Dataset entries:
::::

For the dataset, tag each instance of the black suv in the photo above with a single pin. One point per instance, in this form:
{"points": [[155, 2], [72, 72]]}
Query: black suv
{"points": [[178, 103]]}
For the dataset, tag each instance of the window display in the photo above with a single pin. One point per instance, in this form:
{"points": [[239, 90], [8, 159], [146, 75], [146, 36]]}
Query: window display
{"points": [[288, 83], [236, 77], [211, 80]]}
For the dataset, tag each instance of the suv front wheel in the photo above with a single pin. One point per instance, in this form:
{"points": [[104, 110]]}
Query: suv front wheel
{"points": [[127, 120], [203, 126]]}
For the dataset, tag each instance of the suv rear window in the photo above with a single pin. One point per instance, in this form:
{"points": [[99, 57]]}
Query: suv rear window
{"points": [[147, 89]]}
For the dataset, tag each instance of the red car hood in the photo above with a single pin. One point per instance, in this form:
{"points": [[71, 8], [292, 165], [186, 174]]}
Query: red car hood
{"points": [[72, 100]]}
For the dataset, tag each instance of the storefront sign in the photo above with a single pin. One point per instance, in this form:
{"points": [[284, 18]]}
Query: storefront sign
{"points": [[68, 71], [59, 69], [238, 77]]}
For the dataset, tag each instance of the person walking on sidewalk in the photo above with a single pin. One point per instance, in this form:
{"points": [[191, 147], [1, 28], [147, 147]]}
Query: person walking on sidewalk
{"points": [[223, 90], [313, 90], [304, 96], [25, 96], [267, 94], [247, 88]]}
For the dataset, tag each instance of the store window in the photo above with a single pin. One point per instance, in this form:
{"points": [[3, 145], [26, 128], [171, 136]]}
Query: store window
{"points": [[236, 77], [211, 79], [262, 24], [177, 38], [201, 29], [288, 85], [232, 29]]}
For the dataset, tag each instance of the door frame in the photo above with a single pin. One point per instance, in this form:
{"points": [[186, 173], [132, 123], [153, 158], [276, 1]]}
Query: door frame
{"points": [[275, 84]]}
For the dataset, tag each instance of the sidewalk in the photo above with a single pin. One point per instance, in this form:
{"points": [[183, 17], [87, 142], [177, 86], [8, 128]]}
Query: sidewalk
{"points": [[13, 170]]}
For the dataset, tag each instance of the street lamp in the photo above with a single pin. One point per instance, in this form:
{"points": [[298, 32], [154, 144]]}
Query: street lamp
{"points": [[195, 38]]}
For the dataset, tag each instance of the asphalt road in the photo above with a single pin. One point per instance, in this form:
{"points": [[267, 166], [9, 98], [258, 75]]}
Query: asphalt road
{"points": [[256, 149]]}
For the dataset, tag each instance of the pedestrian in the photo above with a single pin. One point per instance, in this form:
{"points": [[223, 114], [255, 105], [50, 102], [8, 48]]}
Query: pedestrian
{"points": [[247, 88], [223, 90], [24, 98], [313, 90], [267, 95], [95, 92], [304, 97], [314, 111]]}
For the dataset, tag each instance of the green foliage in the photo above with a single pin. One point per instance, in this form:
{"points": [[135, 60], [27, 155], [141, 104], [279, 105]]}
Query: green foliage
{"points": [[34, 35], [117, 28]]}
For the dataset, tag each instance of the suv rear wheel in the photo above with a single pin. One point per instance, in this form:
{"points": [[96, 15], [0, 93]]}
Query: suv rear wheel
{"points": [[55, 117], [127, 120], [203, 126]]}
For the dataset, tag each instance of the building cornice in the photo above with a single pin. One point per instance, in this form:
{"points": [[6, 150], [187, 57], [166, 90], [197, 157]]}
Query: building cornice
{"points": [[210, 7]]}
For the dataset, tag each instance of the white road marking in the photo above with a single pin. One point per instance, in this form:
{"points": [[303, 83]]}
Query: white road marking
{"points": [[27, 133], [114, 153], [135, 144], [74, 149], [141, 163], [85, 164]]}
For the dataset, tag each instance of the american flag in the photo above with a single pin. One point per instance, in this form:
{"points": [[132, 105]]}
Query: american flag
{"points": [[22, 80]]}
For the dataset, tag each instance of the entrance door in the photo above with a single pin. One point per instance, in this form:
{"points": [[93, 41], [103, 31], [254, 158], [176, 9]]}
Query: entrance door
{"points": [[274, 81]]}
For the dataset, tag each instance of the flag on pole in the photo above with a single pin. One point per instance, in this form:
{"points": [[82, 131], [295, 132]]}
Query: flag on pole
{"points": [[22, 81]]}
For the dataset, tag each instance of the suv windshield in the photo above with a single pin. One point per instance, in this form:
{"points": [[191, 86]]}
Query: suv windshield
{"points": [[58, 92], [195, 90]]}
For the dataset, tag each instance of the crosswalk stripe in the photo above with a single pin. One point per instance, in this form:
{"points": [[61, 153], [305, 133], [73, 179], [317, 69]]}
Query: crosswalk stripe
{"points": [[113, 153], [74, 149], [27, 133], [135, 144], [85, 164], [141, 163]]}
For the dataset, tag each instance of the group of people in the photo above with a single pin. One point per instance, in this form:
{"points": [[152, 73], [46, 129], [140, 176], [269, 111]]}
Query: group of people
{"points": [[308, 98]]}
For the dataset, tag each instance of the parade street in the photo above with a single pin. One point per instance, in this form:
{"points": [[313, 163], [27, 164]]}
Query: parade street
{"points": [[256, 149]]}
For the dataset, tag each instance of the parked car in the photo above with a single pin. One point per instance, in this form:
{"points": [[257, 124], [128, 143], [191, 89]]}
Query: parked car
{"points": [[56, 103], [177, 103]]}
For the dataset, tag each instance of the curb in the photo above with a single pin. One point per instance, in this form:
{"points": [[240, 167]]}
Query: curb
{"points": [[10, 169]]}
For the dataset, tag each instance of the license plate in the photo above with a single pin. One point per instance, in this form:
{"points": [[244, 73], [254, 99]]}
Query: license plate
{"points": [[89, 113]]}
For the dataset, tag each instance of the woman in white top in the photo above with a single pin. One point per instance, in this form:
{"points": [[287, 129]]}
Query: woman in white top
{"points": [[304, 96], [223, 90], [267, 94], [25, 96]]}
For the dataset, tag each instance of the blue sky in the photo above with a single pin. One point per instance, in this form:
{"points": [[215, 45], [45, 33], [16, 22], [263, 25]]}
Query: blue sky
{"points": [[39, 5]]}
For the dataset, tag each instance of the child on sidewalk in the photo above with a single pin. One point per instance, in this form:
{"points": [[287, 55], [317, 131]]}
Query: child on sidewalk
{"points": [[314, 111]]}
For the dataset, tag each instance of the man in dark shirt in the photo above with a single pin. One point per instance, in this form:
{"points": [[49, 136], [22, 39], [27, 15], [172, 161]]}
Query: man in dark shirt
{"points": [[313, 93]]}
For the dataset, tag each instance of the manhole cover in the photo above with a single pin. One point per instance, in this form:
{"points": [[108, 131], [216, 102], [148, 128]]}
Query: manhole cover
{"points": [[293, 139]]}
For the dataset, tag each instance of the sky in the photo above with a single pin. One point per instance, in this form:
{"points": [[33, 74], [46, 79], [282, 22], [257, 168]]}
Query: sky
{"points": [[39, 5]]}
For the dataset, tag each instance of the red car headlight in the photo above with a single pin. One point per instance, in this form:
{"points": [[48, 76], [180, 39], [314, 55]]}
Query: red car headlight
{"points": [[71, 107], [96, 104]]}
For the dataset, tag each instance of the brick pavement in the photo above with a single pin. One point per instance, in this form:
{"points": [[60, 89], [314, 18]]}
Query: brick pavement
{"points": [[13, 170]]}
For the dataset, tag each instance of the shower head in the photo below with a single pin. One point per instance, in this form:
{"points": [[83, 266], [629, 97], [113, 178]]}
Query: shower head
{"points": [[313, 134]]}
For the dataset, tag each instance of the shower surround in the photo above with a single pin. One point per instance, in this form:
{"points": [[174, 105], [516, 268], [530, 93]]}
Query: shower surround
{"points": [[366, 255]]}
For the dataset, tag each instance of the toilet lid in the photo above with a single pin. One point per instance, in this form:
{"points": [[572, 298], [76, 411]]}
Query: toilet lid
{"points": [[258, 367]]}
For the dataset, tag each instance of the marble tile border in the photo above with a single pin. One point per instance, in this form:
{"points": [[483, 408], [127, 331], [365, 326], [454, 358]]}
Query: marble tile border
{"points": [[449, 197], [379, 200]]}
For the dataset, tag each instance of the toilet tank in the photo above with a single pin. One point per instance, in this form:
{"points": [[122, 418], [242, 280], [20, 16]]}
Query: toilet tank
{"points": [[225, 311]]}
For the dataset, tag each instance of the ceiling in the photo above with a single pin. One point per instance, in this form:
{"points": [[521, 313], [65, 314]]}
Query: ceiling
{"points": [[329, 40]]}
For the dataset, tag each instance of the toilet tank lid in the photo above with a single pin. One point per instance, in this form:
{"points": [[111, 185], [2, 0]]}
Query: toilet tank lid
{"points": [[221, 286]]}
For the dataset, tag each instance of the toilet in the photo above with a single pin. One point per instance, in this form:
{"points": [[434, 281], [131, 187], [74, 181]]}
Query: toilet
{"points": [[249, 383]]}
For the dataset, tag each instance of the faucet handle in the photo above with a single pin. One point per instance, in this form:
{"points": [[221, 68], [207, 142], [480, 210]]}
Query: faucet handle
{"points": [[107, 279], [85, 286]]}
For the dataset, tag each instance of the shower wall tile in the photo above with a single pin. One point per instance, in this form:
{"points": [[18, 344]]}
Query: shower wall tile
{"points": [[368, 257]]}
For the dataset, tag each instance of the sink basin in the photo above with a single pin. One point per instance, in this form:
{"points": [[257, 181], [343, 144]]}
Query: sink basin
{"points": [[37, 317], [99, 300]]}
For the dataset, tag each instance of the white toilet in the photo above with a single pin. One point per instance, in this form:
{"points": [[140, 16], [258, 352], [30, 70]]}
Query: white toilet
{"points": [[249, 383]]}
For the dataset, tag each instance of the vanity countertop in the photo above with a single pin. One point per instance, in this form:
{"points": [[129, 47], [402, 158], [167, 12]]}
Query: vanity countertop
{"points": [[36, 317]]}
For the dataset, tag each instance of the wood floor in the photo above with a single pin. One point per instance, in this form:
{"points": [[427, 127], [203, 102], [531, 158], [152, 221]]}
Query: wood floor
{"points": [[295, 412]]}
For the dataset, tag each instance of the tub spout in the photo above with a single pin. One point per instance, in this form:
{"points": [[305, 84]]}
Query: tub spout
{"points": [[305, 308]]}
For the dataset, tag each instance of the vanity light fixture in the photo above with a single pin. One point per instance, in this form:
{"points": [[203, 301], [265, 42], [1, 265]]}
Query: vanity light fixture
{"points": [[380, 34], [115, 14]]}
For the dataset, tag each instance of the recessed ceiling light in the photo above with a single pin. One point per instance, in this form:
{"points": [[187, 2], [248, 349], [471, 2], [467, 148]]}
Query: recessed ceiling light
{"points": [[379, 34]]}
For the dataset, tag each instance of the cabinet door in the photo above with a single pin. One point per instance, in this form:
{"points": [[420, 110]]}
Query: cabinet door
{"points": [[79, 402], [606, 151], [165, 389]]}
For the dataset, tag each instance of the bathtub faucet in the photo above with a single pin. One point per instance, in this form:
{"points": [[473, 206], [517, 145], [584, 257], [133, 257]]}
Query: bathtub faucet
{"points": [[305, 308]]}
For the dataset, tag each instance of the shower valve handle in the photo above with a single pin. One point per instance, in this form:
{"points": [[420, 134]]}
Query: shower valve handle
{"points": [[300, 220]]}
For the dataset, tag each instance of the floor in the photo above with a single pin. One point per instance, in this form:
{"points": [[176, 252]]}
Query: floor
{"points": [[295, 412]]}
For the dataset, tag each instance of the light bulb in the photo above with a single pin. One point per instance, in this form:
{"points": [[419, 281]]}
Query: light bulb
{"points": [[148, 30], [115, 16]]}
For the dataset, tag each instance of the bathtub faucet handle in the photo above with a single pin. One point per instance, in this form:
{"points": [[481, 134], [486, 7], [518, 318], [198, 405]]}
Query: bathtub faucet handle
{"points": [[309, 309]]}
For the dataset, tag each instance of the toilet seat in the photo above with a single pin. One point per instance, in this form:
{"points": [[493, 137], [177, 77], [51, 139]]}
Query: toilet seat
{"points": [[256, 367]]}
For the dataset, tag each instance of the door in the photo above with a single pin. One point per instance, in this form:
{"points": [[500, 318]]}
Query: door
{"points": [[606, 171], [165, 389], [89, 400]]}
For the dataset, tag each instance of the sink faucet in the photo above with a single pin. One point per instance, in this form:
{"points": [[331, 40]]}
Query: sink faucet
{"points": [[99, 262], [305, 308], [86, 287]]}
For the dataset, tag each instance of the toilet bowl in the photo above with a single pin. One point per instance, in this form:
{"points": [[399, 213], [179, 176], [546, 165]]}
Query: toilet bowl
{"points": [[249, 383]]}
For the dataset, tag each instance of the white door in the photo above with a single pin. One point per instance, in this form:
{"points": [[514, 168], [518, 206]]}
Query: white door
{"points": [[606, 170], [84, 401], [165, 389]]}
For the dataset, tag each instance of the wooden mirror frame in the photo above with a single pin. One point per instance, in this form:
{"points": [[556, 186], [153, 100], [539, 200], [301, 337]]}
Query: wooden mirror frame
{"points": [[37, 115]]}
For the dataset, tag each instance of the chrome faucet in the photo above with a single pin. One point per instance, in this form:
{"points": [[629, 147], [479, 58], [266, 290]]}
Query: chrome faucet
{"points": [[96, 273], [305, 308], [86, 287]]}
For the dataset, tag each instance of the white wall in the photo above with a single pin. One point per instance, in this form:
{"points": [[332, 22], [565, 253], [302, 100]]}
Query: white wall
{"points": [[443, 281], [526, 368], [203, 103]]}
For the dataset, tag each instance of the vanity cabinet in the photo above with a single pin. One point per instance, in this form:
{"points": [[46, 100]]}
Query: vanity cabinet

::::

__PROBLEM TO WORK ON__: Retype exactly, please, only the lines of the entries that run from the one containing "For the dataset, tag each instance of the white wall" to the last.

__ANSWER BOX__:
For the dataset, tag each instance of the white wall in the photo above with a single pin. One point per instance, in this form:
{"points": [[332, 22], [565, 253], [302, 100]]}
Query: white wall
{"points": [[443, 281], [526, 368], [203, 103]]}
For the dataset, tag each instance of the vanity cabinet in the photo above with a single pin. One point per instance, in this form:
{"points": [[46, 100]]}
Query: vanity cabinet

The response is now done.